### [To be done]
Convert every line of the listing below into a JSON array of strings, one string per line, omitting blank lines.

### [Records supplied]
[BEGIN]

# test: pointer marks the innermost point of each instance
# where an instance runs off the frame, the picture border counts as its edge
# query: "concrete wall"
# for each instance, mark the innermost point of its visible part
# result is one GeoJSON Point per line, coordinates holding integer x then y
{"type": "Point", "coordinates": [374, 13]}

[END]

### [Solution for this exercise]
[
  "# test: pointer marks the innermost point of each instance",
  "# where an instance runs off the frame, the picture border counts as its edge",
  "# query: \"concrete wall\"",
  "# for each instance, mark the innermost point of its visible part",
  "# result is one GeoJSON Point per line, coordinates holding integer x then y",
  "{\"type\": \"Point\", \"coordinates\": [374, 13]}"
]